§ TASK MATERIAL:
■ ■ ■ ■ ■ ■ ■

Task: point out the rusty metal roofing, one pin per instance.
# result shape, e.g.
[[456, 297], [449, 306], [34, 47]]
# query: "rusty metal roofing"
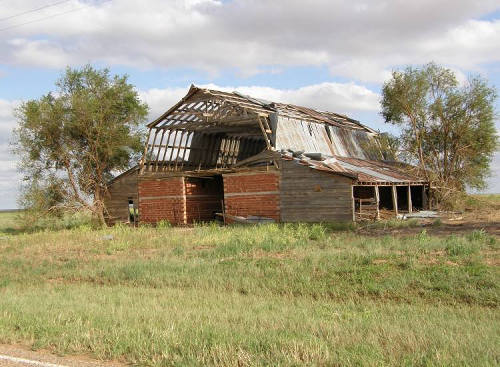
[[264, 107], [362, 170]]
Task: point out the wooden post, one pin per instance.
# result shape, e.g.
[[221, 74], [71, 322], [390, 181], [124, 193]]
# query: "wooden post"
[[424, 199], [377, 202], [353, 204], [410, 204], [395, 199]]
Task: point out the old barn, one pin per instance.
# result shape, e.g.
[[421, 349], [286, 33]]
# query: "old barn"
[[217, 154]]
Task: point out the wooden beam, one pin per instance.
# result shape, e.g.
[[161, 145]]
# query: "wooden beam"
[[410, 204], [377, 201], [143, 159], [395, 199]]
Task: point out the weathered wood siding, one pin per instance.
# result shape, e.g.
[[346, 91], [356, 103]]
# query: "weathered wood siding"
[[309, 195], [123, 188]]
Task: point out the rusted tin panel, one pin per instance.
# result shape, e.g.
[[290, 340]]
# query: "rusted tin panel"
[[301, 135], [353, 143]]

■ ■ ■ ■ ■ ■ ■

§ WHAT THE TASK ASKS:
After removing the pictures, restate the whole listing above word for word.

§ EXERCISE SOLUTION:
Task: point out the rusty metal roofing, one pin per instance.
# result shape, e.g.
[[456, 297], [449, 306], [34, 47]]
# query: "rusty metal roofing"
[[264, 107], [362, 170]]
Task: point out the wooden post, one pin per instance.
# result shape, e.g.
[[221, 74], [71, 322], [390, 181], [124, 193]]
# query: "wooden post"
[[424, 199], [377, 202], [353, 204], [410, 204], [395, 199]]
Task: point out the old barn, one pin per instance.
# result shape, e.g.
[[421, 349], [286, 33]]
# query: "old barn"
[[217, 154]]
Task: point out the wooden beam, one pin per instance.
# result shape, e.g.
[[161, 145]]
# query: "wooden beam"
[[410, 204], [377, 201], [143, 159], [395, 199]]
Task: point out the weathered wood siding, one pin per instance.
# result shape, e.g.
[[346, 91], [356, 103]]
# query: "weathered wood siding"
[[309, 195], [123, 188]]
Task: point out the rusted tin panel, one pin per instance.
# result shape, e.g.
[[290, 340]]
# query: "rusted tin panel"
[[301, 135], [353, 143]]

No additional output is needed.